BEGIN Task material
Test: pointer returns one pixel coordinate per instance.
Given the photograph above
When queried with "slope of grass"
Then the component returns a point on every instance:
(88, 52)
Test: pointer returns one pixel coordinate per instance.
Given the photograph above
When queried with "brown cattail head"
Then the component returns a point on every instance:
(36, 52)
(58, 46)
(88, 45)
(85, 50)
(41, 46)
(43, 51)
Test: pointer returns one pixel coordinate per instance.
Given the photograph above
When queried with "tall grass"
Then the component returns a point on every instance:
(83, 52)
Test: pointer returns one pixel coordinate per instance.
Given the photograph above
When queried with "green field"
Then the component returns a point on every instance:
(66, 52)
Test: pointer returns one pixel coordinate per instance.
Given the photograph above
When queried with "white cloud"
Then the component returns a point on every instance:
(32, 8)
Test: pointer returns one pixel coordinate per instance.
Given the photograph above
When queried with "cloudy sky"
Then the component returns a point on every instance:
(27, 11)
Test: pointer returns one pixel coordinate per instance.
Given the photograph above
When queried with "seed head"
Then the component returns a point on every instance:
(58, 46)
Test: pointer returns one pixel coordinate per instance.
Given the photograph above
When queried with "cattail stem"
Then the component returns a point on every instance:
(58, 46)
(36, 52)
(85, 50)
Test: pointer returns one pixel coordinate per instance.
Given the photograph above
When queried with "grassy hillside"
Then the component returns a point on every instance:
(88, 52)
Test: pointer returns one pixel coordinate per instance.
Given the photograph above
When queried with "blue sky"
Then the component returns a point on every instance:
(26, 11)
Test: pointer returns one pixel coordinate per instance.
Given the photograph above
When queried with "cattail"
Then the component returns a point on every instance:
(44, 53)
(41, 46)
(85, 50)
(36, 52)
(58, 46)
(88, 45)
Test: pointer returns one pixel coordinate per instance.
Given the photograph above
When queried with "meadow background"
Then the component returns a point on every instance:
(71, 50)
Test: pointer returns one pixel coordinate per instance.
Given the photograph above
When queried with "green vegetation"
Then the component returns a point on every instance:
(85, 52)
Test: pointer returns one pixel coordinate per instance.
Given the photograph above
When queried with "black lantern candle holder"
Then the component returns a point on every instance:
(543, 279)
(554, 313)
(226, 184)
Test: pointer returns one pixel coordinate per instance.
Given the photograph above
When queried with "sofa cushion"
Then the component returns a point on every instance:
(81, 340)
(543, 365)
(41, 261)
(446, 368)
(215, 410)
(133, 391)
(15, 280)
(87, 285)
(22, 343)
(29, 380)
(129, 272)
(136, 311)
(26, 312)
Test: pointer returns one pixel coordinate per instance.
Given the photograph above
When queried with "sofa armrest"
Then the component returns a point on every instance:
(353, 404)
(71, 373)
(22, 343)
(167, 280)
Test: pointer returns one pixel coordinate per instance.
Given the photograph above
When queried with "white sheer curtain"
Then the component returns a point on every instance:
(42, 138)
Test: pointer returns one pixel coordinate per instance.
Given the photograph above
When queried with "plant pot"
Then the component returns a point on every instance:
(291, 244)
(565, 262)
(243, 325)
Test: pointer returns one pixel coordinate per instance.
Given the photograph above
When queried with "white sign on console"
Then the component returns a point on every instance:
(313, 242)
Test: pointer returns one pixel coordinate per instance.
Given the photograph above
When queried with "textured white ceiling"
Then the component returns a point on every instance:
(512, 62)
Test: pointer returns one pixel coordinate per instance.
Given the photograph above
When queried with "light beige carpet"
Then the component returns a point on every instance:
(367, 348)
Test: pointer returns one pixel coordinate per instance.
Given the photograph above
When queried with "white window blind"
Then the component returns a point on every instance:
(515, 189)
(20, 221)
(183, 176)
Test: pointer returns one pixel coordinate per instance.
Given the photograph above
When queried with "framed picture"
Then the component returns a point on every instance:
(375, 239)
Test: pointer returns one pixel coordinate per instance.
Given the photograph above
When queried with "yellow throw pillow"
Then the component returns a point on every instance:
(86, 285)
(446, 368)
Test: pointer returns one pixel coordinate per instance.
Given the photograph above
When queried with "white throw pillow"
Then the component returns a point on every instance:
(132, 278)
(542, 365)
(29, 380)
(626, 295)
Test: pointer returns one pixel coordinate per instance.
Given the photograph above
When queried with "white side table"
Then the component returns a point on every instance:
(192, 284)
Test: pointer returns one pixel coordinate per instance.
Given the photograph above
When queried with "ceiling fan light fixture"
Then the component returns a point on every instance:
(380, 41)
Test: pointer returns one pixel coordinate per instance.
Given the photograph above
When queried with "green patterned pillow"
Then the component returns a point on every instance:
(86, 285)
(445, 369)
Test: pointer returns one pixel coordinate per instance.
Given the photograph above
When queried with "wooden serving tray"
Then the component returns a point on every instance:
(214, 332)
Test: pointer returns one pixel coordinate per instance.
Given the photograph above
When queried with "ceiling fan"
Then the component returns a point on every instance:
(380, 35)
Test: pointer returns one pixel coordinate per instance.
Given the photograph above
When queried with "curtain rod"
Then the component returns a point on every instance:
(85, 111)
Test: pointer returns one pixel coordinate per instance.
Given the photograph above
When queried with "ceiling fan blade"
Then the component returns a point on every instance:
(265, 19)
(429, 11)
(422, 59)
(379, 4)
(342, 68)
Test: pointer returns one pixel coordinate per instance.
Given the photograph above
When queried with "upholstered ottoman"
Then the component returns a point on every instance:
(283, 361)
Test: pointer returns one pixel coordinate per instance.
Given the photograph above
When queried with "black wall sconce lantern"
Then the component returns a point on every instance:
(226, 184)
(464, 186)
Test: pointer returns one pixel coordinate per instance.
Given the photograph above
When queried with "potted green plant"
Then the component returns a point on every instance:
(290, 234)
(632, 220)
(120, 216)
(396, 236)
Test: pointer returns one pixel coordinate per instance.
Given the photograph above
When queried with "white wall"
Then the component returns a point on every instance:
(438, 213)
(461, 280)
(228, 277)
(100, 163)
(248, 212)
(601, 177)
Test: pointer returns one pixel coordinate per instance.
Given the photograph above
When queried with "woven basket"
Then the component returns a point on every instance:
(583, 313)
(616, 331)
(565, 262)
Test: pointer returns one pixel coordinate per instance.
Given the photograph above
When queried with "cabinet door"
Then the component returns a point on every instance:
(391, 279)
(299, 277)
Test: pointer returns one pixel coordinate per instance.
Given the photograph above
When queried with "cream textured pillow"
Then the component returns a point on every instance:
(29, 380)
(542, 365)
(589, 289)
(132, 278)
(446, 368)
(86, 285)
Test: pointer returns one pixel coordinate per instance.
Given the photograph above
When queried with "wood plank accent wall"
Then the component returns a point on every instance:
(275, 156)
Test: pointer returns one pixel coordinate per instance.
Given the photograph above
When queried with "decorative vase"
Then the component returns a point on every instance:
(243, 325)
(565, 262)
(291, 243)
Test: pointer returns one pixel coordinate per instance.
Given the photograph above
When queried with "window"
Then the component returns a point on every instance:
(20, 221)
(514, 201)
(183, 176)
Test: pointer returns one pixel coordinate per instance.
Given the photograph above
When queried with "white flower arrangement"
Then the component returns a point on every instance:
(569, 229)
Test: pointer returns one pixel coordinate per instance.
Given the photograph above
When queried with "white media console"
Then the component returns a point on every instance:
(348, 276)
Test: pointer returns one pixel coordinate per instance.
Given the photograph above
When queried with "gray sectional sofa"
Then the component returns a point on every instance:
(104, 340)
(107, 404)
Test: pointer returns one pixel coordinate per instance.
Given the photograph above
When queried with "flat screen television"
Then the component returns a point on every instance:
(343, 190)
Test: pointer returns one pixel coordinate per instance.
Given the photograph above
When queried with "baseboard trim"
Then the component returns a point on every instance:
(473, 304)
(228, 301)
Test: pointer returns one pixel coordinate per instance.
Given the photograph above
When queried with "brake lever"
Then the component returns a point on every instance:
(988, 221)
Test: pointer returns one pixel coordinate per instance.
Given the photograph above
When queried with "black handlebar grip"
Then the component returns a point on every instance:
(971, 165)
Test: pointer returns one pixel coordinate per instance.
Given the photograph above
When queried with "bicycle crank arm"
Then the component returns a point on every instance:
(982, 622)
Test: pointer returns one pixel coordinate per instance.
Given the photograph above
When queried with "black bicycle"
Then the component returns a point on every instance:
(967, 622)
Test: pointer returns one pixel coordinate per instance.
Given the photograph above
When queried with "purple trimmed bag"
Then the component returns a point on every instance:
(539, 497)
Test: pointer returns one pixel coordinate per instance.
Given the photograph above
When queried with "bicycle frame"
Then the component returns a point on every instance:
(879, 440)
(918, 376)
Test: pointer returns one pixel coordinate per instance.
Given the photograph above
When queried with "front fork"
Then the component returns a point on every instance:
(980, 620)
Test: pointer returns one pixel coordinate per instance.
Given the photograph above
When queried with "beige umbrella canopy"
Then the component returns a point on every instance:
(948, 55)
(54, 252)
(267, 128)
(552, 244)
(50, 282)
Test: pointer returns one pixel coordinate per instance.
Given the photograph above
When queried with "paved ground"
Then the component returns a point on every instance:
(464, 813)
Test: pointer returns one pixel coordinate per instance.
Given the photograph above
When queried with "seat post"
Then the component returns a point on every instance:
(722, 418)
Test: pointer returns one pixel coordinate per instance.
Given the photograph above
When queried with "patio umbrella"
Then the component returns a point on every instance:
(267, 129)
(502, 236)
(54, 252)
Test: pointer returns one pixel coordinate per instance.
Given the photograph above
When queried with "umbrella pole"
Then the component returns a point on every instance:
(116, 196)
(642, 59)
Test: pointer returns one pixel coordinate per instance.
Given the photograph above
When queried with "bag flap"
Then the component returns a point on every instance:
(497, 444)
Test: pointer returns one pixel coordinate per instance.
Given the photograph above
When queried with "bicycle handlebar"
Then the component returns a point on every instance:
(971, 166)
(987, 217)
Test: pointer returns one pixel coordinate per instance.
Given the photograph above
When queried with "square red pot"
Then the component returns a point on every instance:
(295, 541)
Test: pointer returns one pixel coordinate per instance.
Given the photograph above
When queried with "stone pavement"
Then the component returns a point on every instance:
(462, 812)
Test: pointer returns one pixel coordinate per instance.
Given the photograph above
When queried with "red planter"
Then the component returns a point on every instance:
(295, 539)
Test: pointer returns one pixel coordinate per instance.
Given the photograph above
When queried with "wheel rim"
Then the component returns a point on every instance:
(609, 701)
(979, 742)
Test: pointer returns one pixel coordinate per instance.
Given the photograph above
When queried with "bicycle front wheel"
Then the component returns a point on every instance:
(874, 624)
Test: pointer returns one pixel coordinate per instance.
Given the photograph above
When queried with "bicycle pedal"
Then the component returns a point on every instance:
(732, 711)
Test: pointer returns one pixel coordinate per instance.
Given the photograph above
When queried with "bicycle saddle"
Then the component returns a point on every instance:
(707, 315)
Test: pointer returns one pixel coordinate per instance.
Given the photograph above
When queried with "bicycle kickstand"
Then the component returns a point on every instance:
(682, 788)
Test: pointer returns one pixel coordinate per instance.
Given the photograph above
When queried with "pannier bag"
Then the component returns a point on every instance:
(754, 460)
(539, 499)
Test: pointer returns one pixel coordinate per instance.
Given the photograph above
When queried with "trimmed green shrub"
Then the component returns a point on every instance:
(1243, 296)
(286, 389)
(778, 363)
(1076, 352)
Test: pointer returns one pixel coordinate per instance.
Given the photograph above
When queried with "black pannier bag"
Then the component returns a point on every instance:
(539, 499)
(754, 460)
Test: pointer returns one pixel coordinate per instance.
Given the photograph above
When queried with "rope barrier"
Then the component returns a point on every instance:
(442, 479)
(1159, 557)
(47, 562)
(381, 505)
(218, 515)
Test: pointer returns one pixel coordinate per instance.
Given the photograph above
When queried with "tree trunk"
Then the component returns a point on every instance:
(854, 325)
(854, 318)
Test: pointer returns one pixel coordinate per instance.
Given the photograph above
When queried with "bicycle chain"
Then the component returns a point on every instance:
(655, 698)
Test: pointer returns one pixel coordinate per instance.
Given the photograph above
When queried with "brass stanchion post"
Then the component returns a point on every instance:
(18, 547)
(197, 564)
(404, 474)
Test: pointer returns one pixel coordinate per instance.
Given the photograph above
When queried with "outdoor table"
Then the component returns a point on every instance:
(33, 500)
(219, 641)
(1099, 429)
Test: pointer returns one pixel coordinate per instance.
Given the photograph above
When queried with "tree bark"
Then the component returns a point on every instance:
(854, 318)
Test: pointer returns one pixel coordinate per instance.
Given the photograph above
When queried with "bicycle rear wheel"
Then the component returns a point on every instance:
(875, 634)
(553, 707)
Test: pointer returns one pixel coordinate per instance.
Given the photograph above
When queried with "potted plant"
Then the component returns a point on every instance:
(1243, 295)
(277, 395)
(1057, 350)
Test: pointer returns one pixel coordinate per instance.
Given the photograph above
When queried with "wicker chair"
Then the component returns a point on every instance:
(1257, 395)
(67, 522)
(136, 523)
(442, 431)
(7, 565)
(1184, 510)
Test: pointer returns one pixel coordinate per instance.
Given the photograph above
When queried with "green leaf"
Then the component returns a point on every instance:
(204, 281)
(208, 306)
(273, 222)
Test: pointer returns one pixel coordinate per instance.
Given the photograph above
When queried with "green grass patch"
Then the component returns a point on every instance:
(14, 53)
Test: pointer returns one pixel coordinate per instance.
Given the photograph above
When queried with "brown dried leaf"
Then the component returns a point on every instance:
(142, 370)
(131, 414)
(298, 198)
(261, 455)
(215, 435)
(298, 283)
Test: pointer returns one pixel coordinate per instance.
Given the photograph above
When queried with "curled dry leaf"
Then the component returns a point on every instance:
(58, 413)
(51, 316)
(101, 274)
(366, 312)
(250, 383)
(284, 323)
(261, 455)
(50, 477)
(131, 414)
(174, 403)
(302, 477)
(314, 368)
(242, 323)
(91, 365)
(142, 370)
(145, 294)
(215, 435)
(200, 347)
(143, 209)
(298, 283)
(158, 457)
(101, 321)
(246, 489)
END Task material
Aim of the task
For each line above that contains the word "wall", copy that line.

The completed task
When queried with "black wall sconce lantern"
When queried with "white wall"
When queried with "wood plank accent wall"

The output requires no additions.